EXERCISE OBJECTIVE →
Look through the entries below and count the lines that contain "stabilizer". Reply with that number only.

(Point-per-instance localization data)
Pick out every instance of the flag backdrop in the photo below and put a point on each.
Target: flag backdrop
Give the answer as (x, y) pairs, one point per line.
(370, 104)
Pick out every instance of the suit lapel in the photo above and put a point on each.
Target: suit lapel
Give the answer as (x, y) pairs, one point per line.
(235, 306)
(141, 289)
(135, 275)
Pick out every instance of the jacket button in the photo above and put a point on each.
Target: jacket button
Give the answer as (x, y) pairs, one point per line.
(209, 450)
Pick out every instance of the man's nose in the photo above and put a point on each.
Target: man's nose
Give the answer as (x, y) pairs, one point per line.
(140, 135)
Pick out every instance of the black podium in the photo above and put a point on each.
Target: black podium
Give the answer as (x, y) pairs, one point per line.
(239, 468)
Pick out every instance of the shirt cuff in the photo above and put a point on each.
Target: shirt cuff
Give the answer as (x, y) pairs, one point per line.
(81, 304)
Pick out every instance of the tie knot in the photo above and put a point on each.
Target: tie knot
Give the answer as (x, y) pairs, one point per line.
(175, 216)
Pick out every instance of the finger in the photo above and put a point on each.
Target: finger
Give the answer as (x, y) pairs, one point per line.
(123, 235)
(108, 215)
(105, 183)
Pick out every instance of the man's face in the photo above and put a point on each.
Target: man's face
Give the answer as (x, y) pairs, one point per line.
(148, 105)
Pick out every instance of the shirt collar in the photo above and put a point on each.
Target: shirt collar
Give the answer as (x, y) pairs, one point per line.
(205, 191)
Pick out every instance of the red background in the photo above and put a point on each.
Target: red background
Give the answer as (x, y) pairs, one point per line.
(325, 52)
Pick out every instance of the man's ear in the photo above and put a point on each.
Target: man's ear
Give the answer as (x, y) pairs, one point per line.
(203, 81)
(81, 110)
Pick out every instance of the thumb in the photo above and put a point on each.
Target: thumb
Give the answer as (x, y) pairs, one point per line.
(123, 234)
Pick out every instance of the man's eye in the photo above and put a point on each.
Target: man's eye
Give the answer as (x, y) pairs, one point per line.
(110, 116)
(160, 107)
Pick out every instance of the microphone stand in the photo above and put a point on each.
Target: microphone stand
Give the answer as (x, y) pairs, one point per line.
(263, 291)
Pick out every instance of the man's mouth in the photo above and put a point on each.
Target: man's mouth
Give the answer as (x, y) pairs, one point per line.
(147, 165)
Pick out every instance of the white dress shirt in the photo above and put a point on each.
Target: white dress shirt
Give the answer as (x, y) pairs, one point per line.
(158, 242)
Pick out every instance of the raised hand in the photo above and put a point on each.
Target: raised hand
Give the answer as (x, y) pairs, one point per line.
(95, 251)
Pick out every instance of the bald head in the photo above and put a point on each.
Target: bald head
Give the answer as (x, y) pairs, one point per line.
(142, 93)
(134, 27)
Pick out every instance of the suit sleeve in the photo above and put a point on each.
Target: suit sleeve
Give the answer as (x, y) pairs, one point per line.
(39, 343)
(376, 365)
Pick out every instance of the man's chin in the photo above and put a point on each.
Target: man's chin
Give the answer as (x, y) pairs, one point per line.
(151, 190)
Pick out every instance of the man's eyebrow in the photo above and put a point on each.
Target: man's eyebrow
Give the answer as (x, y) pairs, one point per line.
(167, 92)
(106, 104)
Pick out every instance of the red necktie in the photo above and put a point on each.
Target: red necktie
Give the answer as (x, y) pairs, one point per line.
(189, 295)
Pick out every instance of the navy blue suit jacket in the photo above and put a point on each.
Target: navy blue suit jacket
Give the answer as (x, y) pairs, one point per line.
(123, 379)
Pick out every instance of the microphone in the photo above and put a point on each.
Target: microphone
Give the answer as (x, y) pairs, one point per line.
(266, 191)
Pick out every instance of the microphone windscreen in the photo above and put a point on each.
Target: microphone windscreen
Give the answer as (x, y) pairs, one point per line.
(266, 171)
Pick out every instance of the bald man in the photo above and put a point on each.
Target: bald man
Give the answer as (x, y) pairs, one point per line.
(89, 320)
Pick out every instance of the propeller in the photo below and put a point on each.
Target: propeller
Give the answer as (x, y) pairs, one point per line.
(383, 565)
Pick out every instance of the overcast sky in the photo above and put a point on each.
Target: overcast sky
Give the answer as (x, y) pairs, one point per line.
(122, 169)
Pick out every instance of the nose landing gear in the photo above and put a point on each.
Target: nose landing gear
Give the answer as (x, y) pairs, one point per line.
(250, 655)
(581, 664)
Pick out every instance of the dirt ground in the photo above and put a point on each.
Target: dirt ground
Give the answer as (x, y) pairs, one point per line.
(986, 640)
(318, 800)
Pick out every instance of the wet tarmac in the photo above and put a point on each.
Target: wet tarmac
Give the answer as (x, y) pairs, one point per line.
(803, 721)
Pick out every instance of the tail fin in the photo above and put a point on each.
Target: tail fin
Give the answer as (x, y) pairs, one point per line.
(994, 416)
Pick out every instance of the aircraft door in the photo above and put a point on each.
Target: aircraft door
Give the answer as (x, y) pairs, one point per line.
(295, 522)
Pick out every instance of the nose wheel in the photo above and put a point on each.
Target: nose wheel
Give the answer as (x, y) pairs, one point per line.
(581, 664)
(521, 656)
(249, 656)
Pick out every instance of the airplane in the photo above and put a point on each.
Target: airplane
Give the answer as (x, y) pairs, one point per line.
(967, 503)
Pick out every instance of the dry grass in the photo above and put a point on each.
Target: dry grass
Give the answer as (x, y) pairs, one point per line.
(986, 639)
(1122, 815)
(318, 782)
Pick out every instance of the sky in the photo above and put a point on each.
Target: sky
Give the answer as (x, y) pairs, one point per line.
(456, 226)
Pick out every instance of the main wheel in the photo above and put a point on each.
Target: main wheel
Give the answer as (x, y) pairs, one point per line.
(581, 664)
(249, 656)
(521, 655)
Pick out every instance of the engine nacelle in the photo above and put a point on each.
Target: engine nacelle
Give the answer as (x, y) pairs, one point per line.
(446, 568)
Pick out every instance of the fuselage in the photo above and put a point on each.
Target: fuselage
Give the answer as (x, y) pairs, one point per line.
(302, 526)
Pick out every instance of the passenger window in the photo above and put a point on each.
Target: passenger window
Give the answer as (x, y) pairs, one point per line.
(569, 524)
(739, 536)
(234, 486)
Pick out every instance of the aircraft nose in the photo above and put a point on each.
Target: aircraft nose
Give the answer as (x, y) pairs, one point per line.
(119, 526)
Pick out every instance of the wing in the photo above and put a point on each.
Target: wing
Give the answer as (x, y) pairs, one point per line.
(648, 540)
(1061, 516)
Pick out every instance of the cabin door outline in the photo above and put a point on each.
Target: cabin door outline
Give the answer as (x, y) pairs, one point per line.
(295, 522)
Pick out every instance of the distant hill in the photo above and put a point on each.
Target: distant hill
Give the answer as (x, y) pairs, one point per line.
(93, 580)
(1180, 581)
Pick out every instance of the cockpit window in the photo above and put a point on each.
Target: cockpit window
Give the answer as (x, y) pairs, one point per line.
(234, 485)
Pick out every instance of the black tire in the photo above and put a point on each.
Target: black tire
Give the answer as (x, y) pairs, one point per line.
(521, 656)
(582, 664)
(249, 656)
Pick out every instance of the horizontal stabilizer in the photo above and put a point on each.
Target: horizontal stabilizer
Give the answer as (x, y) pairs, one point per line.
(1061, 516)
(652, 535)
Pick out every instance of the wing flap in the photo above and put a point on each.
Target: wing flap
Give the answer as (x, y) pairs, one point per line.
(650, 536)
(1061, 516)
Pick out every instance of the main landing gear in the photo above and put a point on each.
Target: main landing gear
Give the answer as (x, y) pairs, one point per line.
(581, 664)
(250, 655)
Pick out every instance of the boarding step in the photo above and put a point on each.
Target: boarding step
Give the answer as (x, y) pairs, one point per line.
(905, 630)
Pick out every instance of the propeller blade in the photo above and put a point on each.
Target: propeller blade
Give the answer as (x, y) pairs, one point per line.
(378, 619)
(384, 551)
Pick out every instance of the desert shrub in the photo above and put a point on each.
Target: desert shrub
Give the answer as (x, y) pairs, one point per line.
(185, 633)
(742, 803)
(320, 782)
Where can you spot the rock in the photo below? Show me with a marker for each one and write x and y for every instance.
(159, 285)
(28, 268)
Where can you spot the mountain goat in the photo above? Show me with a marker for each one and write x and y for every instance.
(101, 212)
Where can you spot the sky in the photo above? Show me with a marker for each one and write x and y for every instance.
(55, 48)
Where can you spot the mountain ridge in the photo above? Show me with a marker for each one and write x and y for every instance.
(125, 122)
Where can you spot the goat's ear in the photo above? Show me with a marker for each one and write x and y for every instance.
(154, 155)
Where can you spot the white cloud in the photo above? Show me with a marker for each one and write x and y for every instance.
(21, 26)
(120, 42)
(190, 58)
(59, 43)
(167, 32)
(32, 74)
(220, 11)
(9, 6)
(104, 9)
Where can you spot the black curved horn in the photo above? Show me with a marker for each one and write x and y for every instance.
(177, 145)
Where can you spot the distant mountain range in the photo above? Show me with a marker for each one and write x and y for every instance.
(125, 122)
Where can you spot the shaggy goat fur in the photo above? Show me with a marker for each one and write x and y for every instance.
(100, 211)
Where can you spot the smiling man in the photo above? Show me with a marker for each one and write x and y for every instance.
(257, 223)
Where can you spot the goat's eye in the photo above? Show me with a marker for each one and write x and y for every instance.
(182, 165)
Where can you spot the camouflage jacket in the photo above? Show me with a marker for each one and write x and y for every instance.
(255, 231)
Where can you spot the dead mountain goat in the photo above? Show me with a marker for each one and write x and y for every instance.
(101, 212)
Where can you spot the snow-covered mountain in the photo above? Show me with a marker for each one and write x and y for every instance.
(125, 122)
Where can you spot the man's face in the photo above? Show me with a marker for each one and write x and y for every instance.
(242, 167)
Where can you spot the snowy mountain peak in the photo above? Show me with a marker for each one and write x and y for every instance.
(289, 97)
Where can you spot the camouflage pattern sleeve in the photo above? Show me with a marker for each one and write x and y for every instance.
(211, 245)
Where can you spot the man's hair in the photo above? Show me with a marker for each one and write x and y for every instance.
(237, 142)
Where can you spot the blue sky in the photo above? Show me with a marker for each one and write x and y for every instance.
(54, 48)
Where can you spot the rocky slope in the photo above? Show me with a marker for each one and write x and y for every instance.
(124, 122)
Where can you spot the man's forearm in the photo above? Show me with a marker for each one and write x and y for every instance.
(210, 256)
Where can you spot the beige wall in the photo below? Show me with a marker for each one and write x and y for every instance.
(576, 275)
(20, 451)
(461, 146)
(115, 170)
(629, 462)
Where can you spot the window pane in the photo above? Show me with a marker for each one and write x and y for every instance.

TASK RESPONSE →
2